## Extract to read
---------------
Eamonn Meaney Counselling & Psychotherapy
  

Suicide Waterford

Suicide and suicidal ideation

PLEASE NOTE THAT WATERFORD COUNSELLING CENTRE IS NOT AN EMERGENCY SERVICE

If you believe that your immediate personal safety is at risk due to suicidal thoughts, intentions, or plans, you should contact your GP as a matter of urgency or present at the Accident & Emergency Department of your local hospital.

Alternatively, you can free phone:

Pieta House Crisis Helpline at 1800 247 247

Or

The Samaritans @ 116 123

If you do not believe your life is in immediate danger, you may feel the need to speak with us about your sense of despair, or disturbing thoughts, or preoccupations.
---------------
## Your objective
Could you copy word for word the stretch of the counselling page that begins with the words containing "PLEASE NOTE THAT" and ends with "thoughts, or preoccupations."?

[Dataset entries]
---------------
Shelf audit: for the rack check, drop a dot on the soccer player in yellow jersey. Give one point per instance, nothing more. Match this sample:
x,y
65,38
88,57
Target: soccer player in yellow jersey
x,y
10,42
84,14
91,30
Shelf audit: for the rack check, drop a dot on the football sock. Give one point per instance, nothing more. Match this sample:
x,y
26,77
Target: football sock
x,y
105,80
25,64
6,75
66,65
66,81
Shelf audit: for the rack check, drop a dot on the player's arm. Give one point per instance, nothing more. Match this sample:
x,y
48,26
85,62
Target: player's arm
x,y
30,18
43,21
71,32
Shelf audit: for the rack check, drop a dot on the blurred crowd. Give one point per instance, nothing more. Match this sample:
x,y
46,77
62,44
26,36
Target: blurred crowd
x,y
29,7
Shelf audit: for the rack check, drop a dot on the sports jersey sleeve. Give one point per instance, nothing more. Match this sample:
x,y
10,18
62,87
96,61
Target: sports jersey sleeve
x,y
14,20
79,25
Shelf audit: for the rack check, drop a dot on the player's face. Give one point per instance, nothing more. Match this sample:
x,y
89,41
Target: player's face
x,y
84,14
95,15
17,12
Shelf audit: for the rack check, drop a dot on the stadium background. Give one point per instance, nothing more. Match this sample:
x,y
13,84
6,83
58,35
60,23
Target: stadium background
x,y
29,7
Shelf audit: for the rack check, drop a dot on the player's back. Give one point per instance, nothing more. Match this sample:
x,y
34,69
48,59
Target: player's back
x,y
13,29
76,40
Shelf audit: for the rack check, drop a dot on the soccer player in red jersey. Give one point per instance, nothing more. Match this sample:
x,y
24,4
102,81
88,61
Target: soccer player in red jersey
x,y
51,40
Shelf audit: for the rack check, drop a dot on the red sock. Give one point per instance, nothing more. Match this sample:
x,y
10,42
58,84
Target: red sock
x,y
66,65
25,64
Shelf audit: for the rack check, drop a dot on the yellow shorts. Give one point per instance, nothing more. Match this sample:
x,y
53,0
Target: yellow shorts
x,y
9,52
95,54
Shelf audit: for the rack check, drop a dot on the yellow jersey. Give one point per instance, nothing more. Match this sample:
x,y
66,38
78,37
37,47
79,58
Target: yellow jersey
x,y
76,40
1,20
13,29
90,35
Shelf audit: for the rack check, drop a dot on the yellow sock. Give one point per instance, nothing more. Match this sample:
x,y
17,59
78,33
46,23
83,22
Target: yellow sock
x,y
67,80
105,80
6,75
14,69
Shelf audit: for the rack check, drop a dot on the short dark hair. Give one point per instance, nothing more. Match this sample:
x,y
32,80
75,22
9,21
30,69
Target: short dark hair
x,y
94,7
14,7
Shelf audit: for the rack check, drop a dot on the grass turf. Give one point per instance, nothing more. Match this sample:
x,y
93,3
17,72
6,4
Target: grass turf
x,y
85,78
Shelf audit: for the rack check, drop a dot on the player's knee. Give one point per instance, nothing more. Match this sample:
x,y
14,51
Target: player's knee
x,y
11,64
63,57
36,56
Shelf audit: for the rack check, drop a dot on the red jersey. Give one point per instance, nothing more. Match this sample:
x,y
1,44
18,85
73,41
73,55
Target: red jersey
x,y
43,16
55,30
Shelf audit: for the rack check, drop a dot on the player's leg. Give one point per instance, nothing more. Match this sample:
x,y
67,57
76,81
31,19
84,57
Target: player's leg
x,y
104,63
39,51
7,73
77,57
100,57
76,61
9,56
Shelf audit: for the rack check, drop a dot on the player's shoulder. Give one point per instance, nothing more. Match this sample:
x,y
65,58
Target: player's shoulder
---------------
## Exercise answer
PLEASE NOTE THAT WATERFORD COUNSELLING CENTRE IS NOT AN EMERGENCY SERVICE

If you believe that your immediate personal safety is at risk due to suicidal thoughts, intentions, or plans, you should contact your GP as a matter of urgency or present at the Accident & Emergency Department of your local hospital.

Alternatively, you can free phone:

Pieta House Crisis Helpline at 1800 247 247

Or

The Samaritans @ 116 123

If you do not believe your life is in immediate danger, you may feel the need to speak with us about your sense of despair, or disturbing thoughts, or preoccupations.